━━━ Stored data

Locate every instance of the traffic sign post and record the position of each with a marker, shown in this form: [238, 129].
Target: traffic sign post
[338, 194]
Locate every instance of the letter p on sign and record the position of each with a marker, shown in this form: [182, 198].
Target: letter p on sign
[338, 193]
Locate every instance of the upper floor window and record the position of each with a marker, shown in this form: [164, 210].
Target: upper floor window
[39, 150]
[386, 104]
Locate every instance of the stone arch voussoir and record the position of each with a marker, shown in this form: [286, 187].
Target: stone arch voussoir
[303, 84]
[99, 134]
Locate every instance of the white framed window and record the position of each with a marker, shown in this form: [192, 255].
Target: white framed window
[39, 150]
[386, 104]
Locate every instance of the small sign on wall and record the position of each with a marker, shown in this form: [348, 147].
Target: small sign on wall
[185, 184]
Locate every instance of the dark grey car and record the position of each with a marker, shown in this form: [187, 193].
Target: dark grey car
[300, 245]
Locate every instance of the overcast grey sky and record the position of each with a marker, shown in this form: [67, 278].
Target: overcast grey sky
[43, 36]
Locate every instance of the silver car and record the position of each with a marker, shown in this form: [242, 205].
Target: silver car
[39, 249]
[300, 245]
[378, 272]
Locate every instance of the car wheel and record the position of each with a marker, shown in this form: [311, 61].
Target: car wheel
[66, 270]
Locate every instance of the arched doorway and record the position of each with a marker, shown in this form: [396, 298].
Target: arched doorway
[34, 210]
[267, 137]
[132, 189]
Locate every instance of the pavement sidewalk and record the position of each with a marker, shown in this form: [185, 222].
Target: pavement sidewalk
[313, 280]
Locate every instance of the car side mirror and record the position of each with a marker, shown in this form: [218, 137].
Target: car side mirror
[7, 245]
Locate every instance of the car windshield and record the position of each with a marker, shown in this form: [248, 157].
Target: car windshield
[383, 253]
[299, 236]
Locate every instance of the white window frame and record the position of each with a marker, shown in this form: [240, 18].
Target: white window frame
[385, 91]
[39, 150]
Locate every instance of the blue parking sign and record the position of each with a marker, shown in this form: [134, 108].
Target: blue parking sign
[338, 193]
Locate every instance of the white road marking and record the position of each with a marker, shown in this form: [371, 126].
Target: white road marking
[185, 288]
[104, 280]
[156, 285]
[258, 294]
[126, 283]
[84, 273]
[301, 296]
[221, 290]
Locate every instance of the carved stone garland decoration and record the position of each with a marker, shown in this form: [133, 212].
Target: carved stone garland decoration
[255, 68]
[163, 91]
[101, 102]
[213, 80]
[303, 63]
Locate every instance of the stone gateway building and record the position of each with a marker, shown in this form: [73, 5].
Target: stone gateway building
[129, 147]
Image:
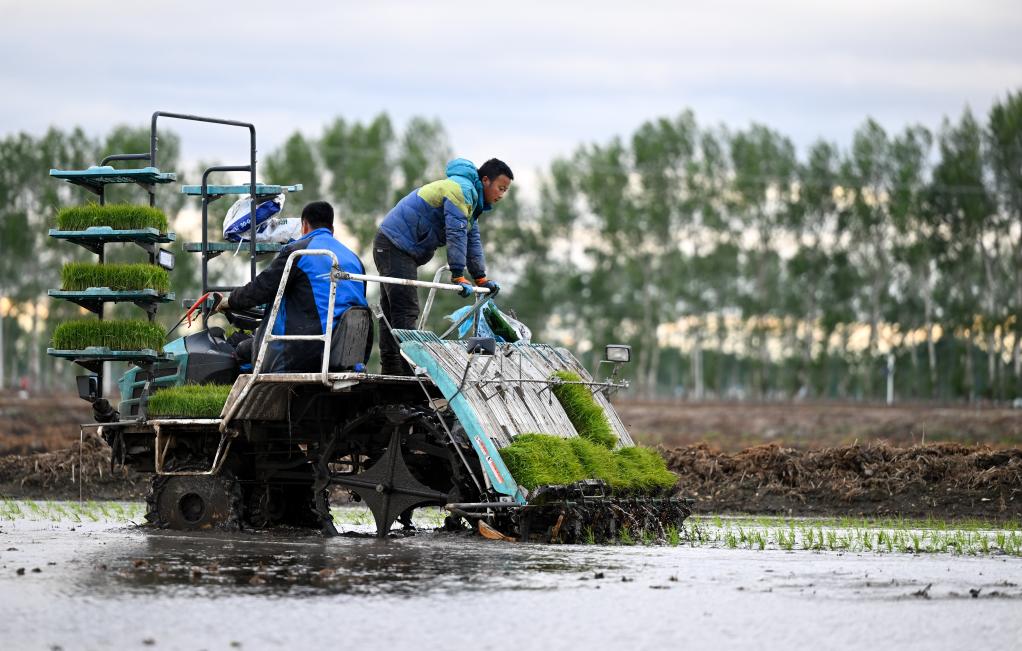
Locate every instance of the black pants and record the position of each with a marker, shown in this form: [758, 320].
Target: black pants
[399, 303]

━━━━━━

__Aim of the exercise__:
Please put the whole listing above into a numbered list, with blank lines left out and no pictures in your answer.

__Worked answer__:
1. Locate every instance of the traffic sign post and record the position of each with a marker, shown in this form: [238, 129].
2. Target: traffic sign post
3. [338, 194]
4. Locate every instance of the letter p on sign and record the position of each with a marker, shown in this form: [182, 198].
5. Target: letter p on sign
6. [338, 193]
7. Locate every instance of the upper floor window and record the position of each with a marker, shown in this form: [164, 210].
8. Target: upper floor window
9. [39, 150]
10. [386, 104]
11. Locate every instance of the stone arch voussoir and record the position of each with a marker, shown in this form: [286, 187].
12. Target: stone arch voussoir
13. [303, 84]
14. [99, 134]
15. Locate every instance of the white framed window and record the position of each with a marker, shown in this form: [192, 255].
16. Target: white framed window
17. [39, 150]
18. [386, 104]
19. Locate every instance of the small sign on wall and record the position of each with a marker, shown in this form: [348, 147].
20. Target: small sign on wall
21. [185, 184]
22. Locate every instance of the dark grey car and record the position of each with a marker, shown in this form: [187, 193].
23. Target: dark grey car
24. [300, 245]
25. Locate every instance of the overcast grey sky and record the position of each with a marker, shown in this form: [67, 278].
26. Target: overcast grey sky
27. [43, 36]
28. Locate every instance of the silver car and record the position of each with a marker, shown in this form: [242, 205].
29. Target: silver car
30. [39, 249]
31. [300, 245]
32. [378, 272]
33. Locate every instance of the car wheel and record the position of each with a marker, shown in this form: [311, 61].
34. Target: car wheel
35. [66, 270]
36. Locate every instance of the arched doorway and record the position of each with a marker, shown in this form: [396, 298].
37. Target: arched doorway
38. [34, 210]
39. [267, 137]
40. [132, 189]
41. Locate every instance of the pavement sidewalk and record the position of each with a marker, shown in this form: [185, 222].
42. Target: pavement sidewalk
43. [313, 280]
44. Locate every instance of the car side mirror and record the position of each with a marker, shown in this form: [218, 137].
45. Target: car side mirror
46. [7, 245]
47. Locate every instance of the car windshield and record the position of each with a marker, shown in this form: [248, 157].
48. Target: car windshield
49. [383, 253]
50. [299, 236]
51. Locate every instance of the white window frame and record the position of each with a marker, shown in this form: [240, 18].
52. Target: white window frame
53. [385, 91]
54. [39, 150]
55. Locate every instance of the blue parking sign and record the position of each with a marker, shown in this form: [134, 108].
56. Target: blue parking sign
57. [338, 193]
58. Locate every instance of the white road marking and record the position of each with a marker, shown in this form: [371, 126].
59. Target: white road marking
60. [185, 288]
61. [104, 280]
62. [156, 285]
63. [258, 294]
64. [126, 283]
65. [84, 273]
66. [301, 296]
67. [221, 290]
68. Locate every instance of the carved stone garland decoration and record the position of each with a marker, shown in this form: [133, 212].
69. Target: carved stone garland decoration
70. [255, 68]
71. [163, 91]
72. [101, 102]
73. [213, 80]
74. [303, 63]
75. Locate every instance of the stone gateway building and record the position of each with a marker, shown in this form: [73, 5].
76. Target: stone gateway building
77. [129, 147]
78. Image:
79. Locate every instance of the black pants and record the position of each with a marker, shown in this form: [758, 320].
80. Target: black pants
81. [399, 303]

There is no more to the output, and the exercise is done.